Problem => Only the pictures should be dropped; every line of the data must come back exactly as written.

Records from a collection =>
┄┄┄┄┄┄┄┄┄┄┄┄┄┄┄┄┄┄┄┄

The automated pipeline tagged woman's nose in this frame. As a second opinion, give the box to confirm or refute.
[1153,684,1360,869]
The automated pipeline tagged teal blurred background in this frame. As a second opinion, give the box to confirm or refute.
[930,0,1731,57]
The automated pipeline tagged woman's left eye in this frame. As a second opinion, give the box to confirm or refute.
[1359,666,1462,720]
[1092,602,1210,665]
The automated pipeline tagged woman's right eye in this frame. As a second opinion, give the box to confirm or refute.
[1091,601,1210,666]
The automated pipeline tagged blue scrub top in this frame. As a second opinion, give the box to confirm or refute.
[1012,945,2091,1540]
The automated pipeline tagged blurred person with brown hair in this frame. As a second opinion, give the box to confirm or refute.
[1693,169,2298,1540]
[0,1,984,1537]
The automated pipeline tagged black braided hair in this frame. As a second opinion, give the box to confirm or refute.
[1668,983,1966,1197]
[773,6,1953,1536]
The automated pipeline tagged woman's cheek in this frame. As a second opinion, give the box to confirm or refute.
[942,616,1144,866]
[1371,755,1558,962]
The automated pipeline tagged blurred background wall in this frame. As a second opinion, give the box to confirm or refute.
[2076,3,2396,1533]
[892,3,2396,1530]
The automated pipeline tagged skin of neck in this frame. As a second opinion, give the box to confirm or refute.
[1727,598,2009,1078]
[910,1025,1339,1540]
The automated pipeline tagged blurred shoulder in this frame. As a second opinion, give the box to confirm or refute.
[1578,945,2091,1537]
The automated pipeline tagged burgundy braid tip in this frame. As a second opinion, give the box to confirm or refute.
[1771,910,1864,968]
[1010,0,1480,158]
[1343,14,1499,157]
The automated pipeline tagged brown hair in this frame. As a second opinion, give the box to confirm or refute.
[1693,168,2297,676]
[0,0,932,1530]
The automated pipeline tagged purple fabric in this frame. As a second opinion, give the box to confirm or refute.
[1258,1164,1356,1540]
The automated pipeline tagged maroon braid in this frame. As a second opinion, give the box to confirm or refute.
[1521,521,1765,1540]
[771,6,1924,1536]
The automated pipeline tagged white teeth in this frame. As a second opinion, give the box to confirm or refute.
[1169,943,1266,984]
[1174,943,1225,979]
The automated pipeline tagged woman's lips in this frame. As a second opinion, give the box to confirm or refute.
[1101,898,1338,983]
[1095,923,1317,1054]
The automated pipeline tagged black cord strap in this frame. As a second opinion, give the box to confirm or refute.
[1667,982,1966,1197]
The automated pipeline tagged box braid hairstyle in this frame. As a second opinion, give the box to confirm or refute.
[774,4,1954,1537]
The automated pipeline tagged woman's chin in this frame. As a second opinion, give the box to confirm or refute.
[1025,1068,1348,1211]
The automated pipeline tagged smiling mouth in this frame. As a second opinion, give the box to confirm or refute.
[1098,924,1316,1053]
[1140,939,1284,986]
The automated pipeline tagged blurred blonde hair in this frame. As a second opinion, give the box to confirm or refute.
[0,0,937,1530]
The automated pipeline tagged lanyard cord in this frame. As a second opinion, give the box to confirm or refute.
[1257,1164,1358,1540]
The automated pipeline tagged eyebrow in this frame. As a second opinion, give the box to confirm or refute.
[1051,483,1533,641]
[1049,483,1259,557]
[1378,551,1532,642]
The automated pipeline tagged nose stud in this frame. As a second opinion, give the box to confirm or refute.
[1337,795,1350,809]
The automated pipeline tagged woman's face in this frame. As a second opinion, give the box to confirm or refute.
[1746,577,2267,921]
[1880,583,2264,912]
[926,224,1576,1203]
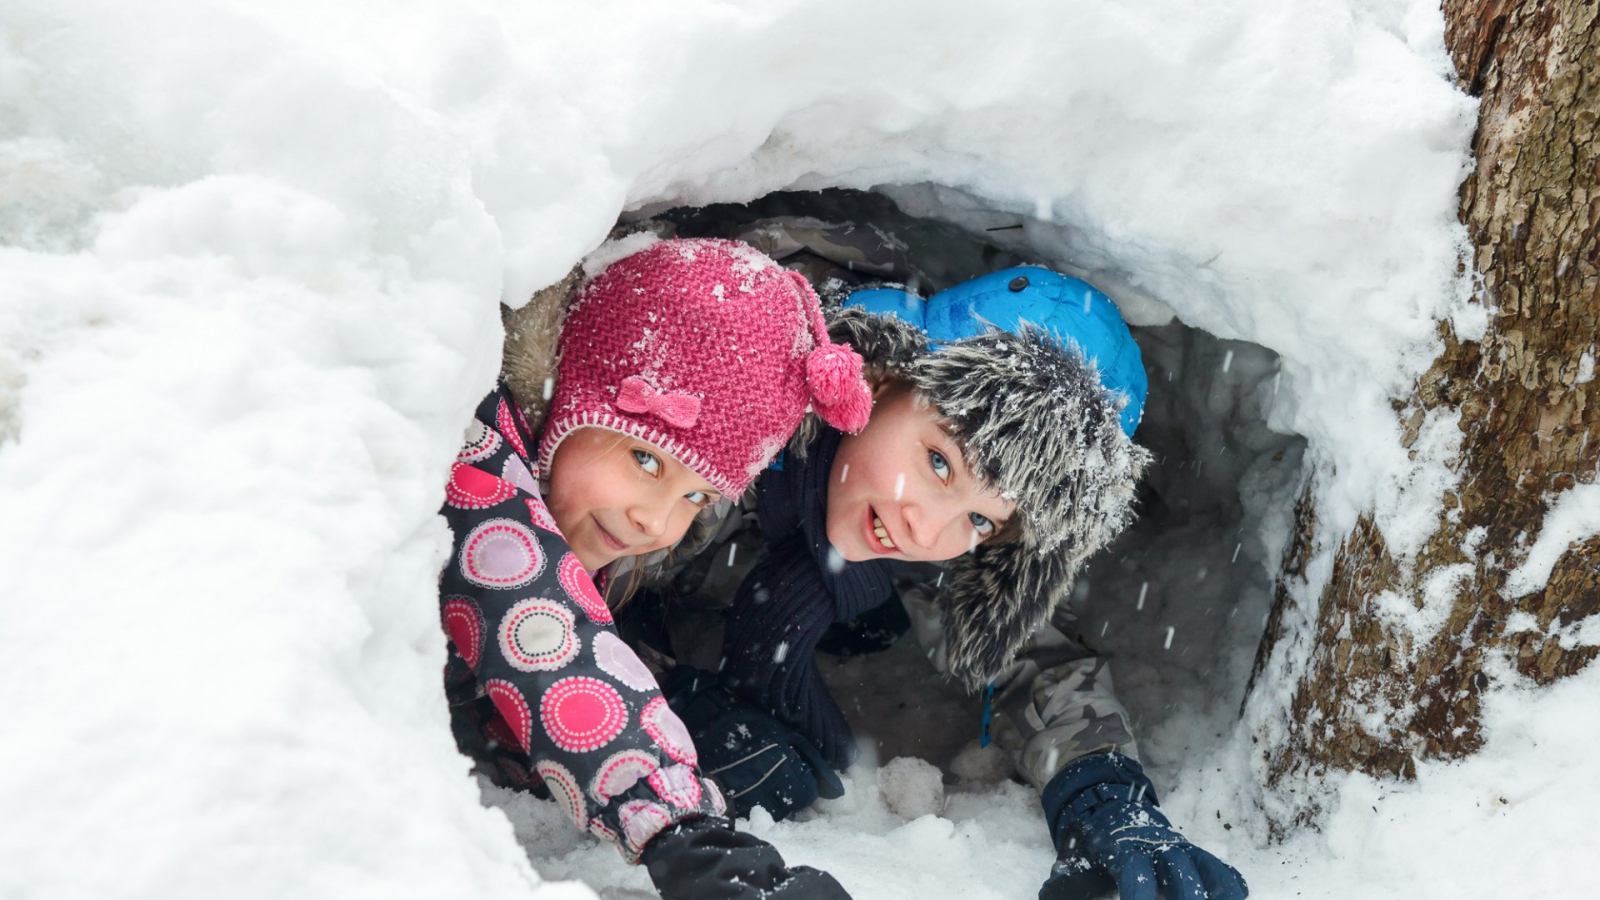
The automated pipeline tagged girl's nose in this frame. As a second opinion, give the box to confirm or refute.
[628,498,670,538]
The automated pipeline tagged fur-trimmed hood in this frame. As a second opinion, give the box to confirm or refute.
[828,306,1151,690]
[500,263,584,433]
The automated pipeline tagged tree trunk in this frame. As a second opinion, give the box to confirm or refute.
[1249,0,1599,822]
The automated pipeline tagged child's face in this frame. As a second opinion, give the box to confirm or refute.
[825,386,1015,563]
[546,428,720,571]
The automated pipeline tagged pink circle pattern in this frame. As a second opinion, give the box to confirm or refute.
[445,463,518,510]
[458,418,501,464]
[498,398,529,460]
[588,819,618,846]
[498,598,579,673]
[592,631,658,692]
[502,454,540,496]
[485,679,532,752]
[535,760,588,829]
[441,596,484,669]
[525,498,563,538]
[460,518,545,589]
[558,552,612,624]
[619,800,674,856]
[591,749,660,804]
[483,715,520,753]
[497,755,533,789]
[540,676,628,753]
[639,696,697,766]
[701,777,727,816]
[649,764,704,810]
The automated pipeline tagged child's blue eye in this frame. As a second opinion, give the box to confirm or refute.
[969,512,995,536]
[632,449,661,475]
[684,490,709,506]
[928,449,951,482]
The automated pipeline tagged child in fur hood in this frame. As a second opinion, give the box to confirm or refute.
[441,236,868,900]
[607,217,1250,900]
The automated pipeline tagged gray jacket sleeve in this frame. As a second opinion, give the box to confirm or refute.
[898,567,1139,791]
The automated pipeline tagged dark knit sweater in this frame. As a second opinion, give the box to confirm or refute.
[719,428,896,769]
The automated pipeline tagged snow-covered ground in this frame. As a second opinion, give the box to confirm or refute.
[4,1,1597,898]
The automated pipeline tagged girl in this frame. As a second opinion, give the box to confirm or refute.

┄┄┄┄┄┄┄┄┄┄┄┄┄┄┄┄┄┄┄┄

Written answer =>
The automated pipeline tagged woman's nose in this frame. As a second opinion, give the box to confirm or refute.
[1153,684,1360,869]
The automated pipeline tagged teal blurred background in this frame. As a second opinion, give the box to confirm or refute.
[930,0,1731,57]
The automated pipeline tagged woman's left eye in this frame. As a second opinion, give the box to confirm or refute.
[1359,666,1462,720]
[1092,602,1210,665]
The automated pipeline tagged woman's right eye in this frame. As a second opinion, give the box to confirm or refute.
[1091,601,1210,666]
The automated pipeline tagged blue scrub top in this frame. As a second opinion, give the box to confirm or refute.
[1012,945,2091,1540]
The automated pipeline tagged blurred person with brown hair in this frame. As a second opinion, give the box to confirm or refute.
[1693,169,2298,1540]
[0,1,984,1537]
The automated pipeline tagged black braided hair in this frame. As a second opinion, give the box to confirm or refute.
[1668,983,1966,1197]
[773,6,1953,1536]
The automated pipeline tagged woman's cheek in this frame. As a second opinion, give the box to confirm or refute.
[942,616,1144,866]
[1371,755,1558,962]
The automated pipeline tagged blurred background wall in this frame. As a second opinion, give the box to confirm or refute.
[2076,3,2396,1533]
[892,3,2396,1530]
The automated pipeline tagged skin of neck in this frame. As a second opinion, give the box to confirm or refute.
[1727,598,2009,1078]
[910,1025,1339,1540]
The automated pipeline tagged blurred shoulder in this frame. As a second opinion, give the box to confirm or refute.
[1578,945,2091,1537]
The automated pipeline tagged burgundy braid tip in this frame. As a second opinion, give the box to confirm or refute.
[1771,910,1864,968]
[1010,0,1480,158]
[1343,14,1499,157]
The automated pipeline tagged brown hair in this frame. As a second opinion, give the box to confirm or refute.
[1693,168,2297,676]
[0,0,932,1530]
The automated pipeline tagged purple fabric in this frame. As a second opinion, give the box to confirm or refute.
[1258,1164,1356,1540]
The automated pipeline tagged maroon braid in this frame. As a second opinion, give the box to confirm or refute.
[1521,521,1765,1540]
[771,6,1924,1536]
The automated pipeline tagged white teeth in this frame. As a second opinion, give the box to confirm or refute.
[1169,943,1266,984]
[1174,943,1225,979]
The automated pipeline tagged woman's lips in this frame. As a second opinion, give the box to confirm or refute.
[1101,898,1338,983]
[1095,923,1317,1054]
The automated pipeline tagged black cord strap in this frame. As a second opinion, give the box to confirm or refute.
[1667,982,1966,1197]
The automated pipeline tagged box braid hairstyle in this frame. As a second opinion, give the box to confirm or refute.
[774,4,1954,1537]
The automated pipeline tagged woman's chin in this frame. As a second opinion, give the box to confirm or refute.
[1025,1068,1348,1211]
The automated pipeline tagged smiling mouth in this frame. As a second opinion, give the box to confirm or refute.
[1098,924,1316,1053]
[1140,939,1284,986]
The automated pipeline tagged blurred blonde hair in this frame. As a second opinion, give the box to confirm or refute.
[0,0,937,1530]
The automated pipeline tagged lanyard cord in this frame. As a second opinion, give the box to confirm or refute.
[1257,1164,1358,1540]
The automated pipeline tagged eyebrow in this frame. As a second opinion, give the box to confirm or refute.
[1051,483,1533,641]
[1049,483,1259,557]
[1378,551,1532,642]
The automated pipeline tagged nose stud in this frame. As a second opinion, give the box to confirm or refute.
[1337,795,1350,809]
The automated pipeline tagged woman's face in this frame. As a second opinion, give the box to confirm or refute.
[1746,577,2267,921]
[1880,583,2264,912]
[926,224,1576,1203]
The automated pipeline tagged girl's nose in this frame. As a second opinion, give the box to confirm or refute.
[628,498,670,538]
The automated pipeline tagged fur-trimmed hood in this frame. As a second opinion, give the box to confirm or refute.
[828,306,1151,690]
[500,263,584,433]
The automated pipeline tagged tree trunk in this frame. As a second opinion, give the box to confirm or refute.
[1249,0,1599,822]
The automated pipeline tagged child's face in this frame. As a second opinion, give the box to confirm or refute.
[825,386,1015,563]
[546,428,720,571]
The automated pipeline tagged pink circle pattern in this frame. As a second opinion, give the box to confirm or refute.
[445,463,518,510]
[458,418,501,464]
[498,398,529,460]
[588,819,618,846]
[498,598,579,673]
[592,631,658,692]
[502,454,540,496]
[485,679,532,752]
[535,760,588,829]
[441,596,484,669]
[525,498,563,538]
[460,518,545,589]
[558,552,612,624]
[619,800,674,856]
[591,749,660,804]
[483,715,520,753]
[497,755,533,789]
[540,676,628,753]
[639,696,697,766]
[701,777,727,816]
[649,764,704,810]
The automated pipeline tagged child's blue eye in this frame. As a second opinion, give the box to confirm or refute.
[969,512,995,536]
[632,449,661,475]
[684,490,709,506]
[928,449,951,482]
The automated pipeline tagged child in fur hood in this frame. As a second opinion, give the box to confirm or refute.
[441,236,868,900]
[607,217,1250,900]
The automated pipeline tagged gray jacket sleeve in this frame. As a second opinion, give the box to confirm or refute.
[898,567,1139,791]
The automated pipeline tagged dark knit sweater in this frame. As a second opinion, give the box to confirm or refute.
[719,428,896,769]
The automated pipeline tagged snow-covered ground in this frame. As a second opinion, give the box to confirm or refute.
[4,1,1597,898]
The automated pipeline tagged girl in this frame. As a second opinion, give the box to confirm or refute.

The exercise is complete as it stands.